■ Consigne 1
D'après l'entretien avec Serge Bortnyk, quelle instance a décidé que l'Église orthodoxe ukrainienne devenait indépendante en matière de gouvernance ?
■ Consigne 2
Rédigez la suite de l'entretien avec Serge Bortnyk à partir de sa dernière phrase.

■ Extrait du texte
**********

Entretien avec Serge Bortnyk, délégué de l’Église orthodoxe ukrainienne au Conseil œcuménique des Églises

Lors de la 11e Assemblée du Conseil œcuménique des Églises, qui s’est tenue du 31 août au 8 septembre à Karlsruhe (Allemagne), Serge Bortnyk, délégué de l’Église orthodoxe ukrainienne au Conseil œcuménique des Églises, professeur à l’Académie théologique de Kiev et au séminaire de l’Église orthodoxe ukrainienne nous a accordé une interview.

Le 27 mai 2022 a eu lieu le Concile local de l’Église orthodoxe ukrainienne (EOU). Il était initialement prévu comme Assemblée clérico-laïque. Pourquoi cela s’est-il produit et quelles décisions importantes y ont été prises pour la vie de l’EOU ?

Le 27 mai, plusieurs événements ont eu lieu simultanément dans la vie de l’Église orthodoxe ukrainienne. Premièrement, il y a eu un Assemblée clérico-laïque, c’est-à-dire des représentants des diocèses de l’Église orthodoxe ukrainienne qui ont pu venir, parce qu’il y avait une guerre en cours dans le pays. Personne ne pouvait savoir à l’avance combien de représentants viendraient. Mais peu après le commencement, tout le monde s’est rendu compte qu’ils étaient assez nombreux, ce qui signifie qu’ils étaient autorisés à prendre des décisions importantes. Pour cette raison, ce jour-là, après le Concile du peuple un synode s’est réuni, puis un concile des évêques, puis un concile local, qui est autorisé à prendre des décisions importantes dans la vie de l’Église et, en particulier, à changer ses statuts. Y assistaient quatre groupes de personnes qui composent l’Église: évêques, moines, prêtres et laïcs. Ainsi, c’est le Concile local qui a décidé que l’Église orthodoxe ukrainienne devenait maintenant indépendante en matière de gouvernance, autonome. Cette Église orthodoxe ukrainienne vit dans l’État ukrainien, ce qui signifie que le centre de la prise de ses décisions se trouve à Kiev, et non à Moscou, comme le croyaient certains de nos détracteurs. Une décision a également été prise quant à la possible restauration de la consécration du Saint-Chrême [par l’Église ukrainienne et non par le Patriarcat de Moscou, ndt]. Il n’y a pas eu de décret de reprise de cette pratique, mais il a été dit que celle-ci, si nécessaire, pourrait être relancée, comme elle l’était avant la révolution de 1917.

**********

■ Données fournies
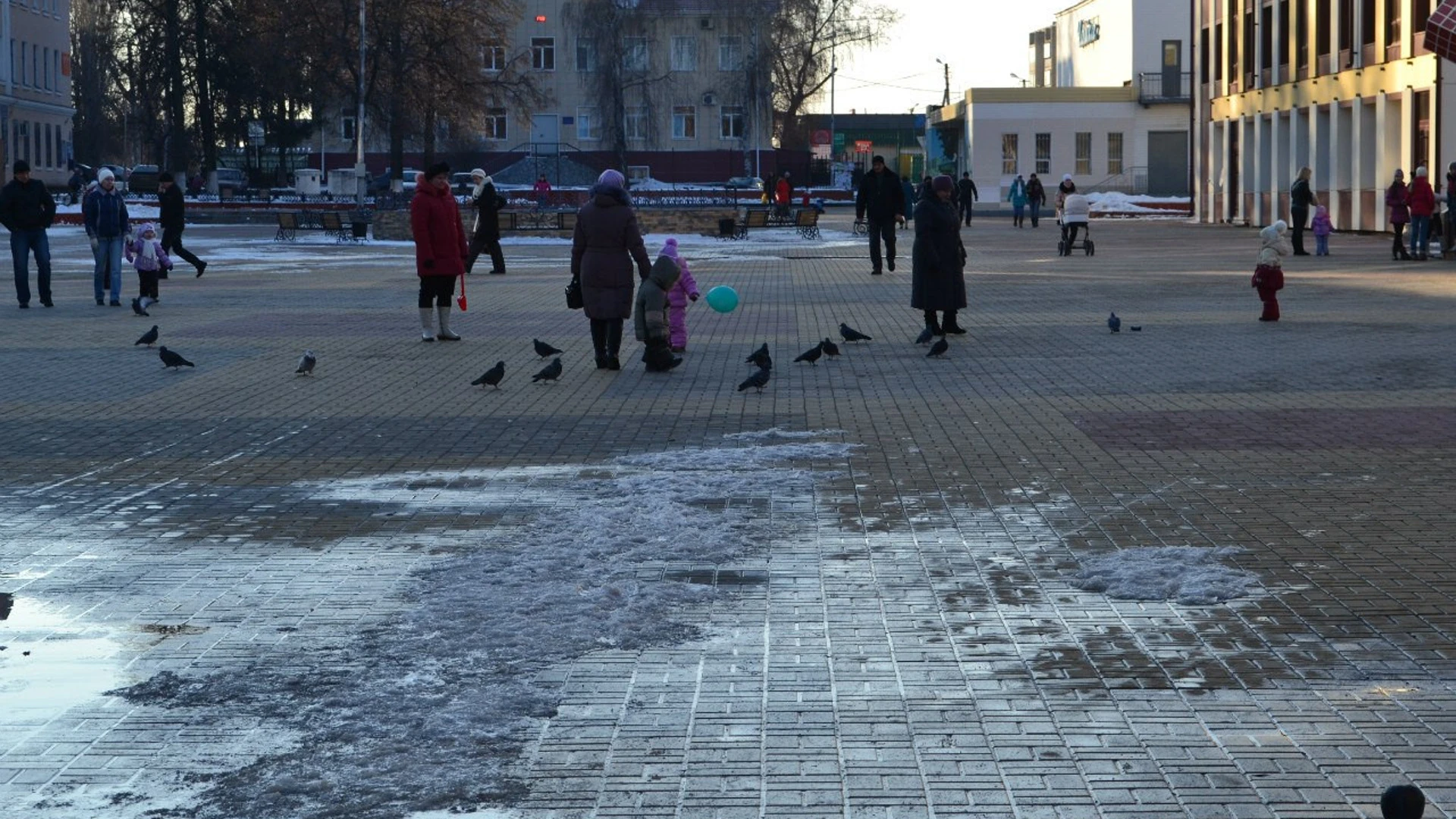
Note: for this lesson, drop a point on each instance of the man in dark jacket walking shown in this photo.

**********

■ Bonne réponse 1
Le Concile local.

■ Bonne réponse 2
Est-il possible de dire qu’après ces décrets l’Église orthodoxe ukrainienne est devenue indépendante, autocéphale ?

Il n’y a pas de procédure simple dans le monde orthodoxe en ce moment pour qu’une nouvelle Église devienne autocéphale. Par conséquent, il n’y a pas eu de proclamation d’autocéphalie, sinon nous aurions été traités de schismatiques. Il n’y avait pas non plus de demande au Patriarcat de Moscou d’accorder l’autocéphalie, car personne ne nous l’accorderait dans notre situation. Mais ce qu’on appelle parfois aujourd’hui « l’autocéphalie technique » a été proclamé. C’est-à-dire que nous affirmons que nous avons les droits de l’autocéphalie complète, mais sans ce statut officiel, qui est reconnu dans l’Orthodoxie universelle. Cela implique une forme d’autonomie dans les prises de décision. Nous ne prenons pas nécessairement des décisions contre Moscou, mais pas nécessairement non plus dans son intérêt. Autrement dit, nous suivons avant tout les intérêts de nos croyants en Ukraine, et maintenant aussi de nombreux croyants à l’étranger qui ont été forcés de quitter l’Ukraine.

Après ce Concile en mai, l’Église orthodoxe russe a déclaré que de facto ce Concile n’a rien modifié, puisque l’Église orthodoxe ukrainienne était déjà indépendante auparavant. Que pensez-vous de cela ?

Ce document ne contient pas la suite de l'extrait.